TASK: Extract the complete listing and repeat it word for word.

____________

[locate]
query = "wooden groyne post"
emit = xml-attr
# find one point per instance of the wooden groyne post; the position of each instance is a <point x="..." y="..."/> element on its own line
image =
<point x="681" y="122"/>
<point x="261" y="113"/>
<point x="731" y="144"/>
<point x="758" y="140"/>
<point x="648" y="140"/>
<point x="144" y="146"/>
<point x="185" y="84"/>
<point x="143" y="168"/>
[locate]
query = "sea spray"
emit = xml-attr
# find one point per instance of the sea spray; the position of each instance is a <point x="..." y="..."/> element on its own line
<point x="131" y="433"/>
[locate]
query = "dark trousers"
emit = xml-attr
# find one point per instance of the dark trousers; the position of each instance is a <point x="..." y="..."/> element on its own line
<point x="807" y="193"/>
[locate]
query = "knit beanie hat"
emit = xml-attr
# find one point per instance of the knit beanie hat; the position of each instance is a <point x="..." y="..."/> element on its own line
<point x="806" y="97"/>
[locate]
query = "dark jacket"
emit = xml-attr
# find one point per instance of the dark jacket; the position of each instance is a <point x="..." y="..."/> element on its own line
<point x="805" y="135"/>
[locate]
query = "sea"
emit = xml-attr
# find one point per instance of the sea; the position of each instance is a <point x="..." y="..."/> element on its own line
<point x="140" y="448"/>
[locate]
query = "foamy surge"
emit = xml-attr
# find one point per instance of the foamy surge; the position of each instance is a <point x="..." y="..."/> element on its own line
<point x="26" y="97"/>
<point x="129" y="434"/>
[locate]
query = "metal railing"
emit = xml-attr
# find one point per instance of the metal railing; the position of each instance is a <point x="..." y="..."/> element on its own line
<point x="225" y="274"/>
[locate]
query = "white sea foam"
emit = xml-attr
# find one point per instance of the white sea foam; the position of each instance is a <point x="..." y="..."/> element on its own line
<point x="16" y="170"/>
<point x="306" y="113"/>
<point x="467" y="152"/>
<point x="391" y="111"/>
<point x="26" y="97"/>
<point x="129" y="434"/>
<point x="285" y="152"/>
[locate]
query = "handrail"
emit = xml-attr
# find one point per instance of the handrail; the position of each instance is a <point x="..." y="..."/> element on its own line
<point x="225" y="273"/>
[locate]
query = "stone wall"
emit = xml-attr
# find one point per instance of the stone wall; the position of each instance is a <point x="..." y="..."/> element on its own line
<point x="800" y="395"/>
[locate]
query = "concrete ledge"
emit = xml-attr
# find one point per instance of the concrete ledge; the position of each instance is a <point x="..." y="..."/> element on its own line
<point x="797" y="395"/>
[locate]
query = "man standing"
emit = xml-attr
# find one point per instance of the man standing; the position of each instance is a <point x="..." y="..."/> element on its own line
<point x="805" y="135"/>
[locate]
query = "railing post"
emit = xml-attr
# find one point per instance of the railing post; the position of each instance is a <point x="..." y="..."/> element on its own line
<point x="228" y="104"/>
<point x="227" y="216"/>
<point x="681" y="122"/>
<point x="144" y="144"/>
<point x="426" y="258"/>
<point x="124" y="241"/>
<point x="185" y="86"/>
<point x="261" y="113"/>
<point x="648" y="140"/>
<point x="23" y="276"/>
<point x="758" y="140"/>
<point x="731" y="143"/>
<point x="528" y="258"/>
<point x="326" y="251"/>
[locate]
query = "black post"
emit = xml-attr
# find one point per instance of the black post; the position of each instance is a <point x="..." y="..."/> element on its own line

____________

FINAL RESULT:
[locate]
query = "wooden groyne post"
emit = xml-attr
# find one point per instance of the wooden groyne post; the position of each instance is a <point x="..." y="..."/> element on its own line
image =
<point x="681" y="122"/>
<point x="261" y="113"/>
<point x="731" y="144"/>
<point x="758" y="140"/>
<point x="648" y="140"/>
<point x="144" y="146"/>
<point x="185" y="84"/>
<point x="143" y="168"/>
[locate]
query = "sea spray"
emit = xml-attr
# find one point per instance of the sea spray; the position of each instance is a <point x="..." y="..."/> element on its own line
<point x="131" y="433"/>
[locate]
query = "dark trousers"
emit = xml-attr
# find one point per instance of the dark trousers; the position of each instance is a <point x="..." y="..."/> element on its own line
<point x="807" y="193"/>
[locate]
query = "knit beanie hat"
emit = xml-attr
# find one point per instance of the knit beanie hat; the position of each instance is a <point x="..." y="..."/> element on its own line
<point x="806" y="97"/>
[locate]
query = "dark jacket"
emit = xml-attr
# find one point per instance of the dark jacket; the position of each instance is a <point x="..." y="..."/> element on its own line
<point x="805" y="135"/>
[locate]
query = "sea"
emit = xml-attr
# find one point per instance of the sea; the position of each instance is a <point x="..." y="..."/> element on its own line
<point x="140" y="448"/>
[locate]
query = "foamy surge"
emit = xml-attr
# find one point per instance of the foamy surge; the position of each instance is a <point x="..." y="..."/> element on its own line
<point x="26" y="97"/>
<point x="129" y="434"/>
[locate]
query = "metal railing"
emit = xml-attr
# find one point per instance of the metal railing; the position of each instance is a <point x="..." y="..."/> element on its own line
<point x="225" y="274"/>
[locate]
query = "white sea foam"
emit = xml-attr
# find one point per instance of the white sea foam; the position of each instance is a <point x="..." y="..."/> element on its own line
<point x="16" y="170"/>
<point x="306" y="113"/>
<point x="467" y="152"/>
<point x="391" y="111"/>
<point x="26" y="97"/>
<point x="129" y="434"/>
<point x="285" y="152"/>
[locate]
query = "handrail"
emit = xml-attr
# find one point per instance of the handrail; the position of each instance is a <point x="..." y="..."/> element on its own line
<point x="225" y="273"/>
[locate]
query = "stone wall"
emit = xml-attr
# find one point per instance of the stone wall; the position of each instance is a <point x="..." y="..."/> element on its own line
<point x="800" y="395"/>
[locate]
query = "concrete ledge"
emit = xml-attr
# find one point per instance of the concrete ledge; the position of each instance is a <point x="..." y="..."/> element on its own line
<point x="797" y="395"/>
[locate]
query = "man standing"
emit = xml-attr
# find one point per instance of the man standing; the position of each instance is a <point x="..." y="..."/> element on its own line
<point x="805" y="135"/>
[locate]
query = "railing post"
emit = xml-attr
# find one point per instance of the railing post; the position of each instance is a <point x="..." y="..."/> element on its own line
<point x="228" y="104"/>
<point x="227" y="216"/>
<point x="681" y="122"/>
<point x="144" y="144"/>
<point x="426" y="258"/>
<point x="124" y="241"/>
<point x="185" y="86"/>
<point x="261" y="113"/>
<point x="648" y="140"/>
<point x="23" y="276"/>
<point x="758" y="140"/>
<point x="731" y="143"/>
<point x="528" y="258"/>
<point x="326" y="251"/>
[locate]
query = "black post"
emit = xml-attr
# find one point per instance of the black post; the position of each instance is a <point x="..." y="..."/> element on its own line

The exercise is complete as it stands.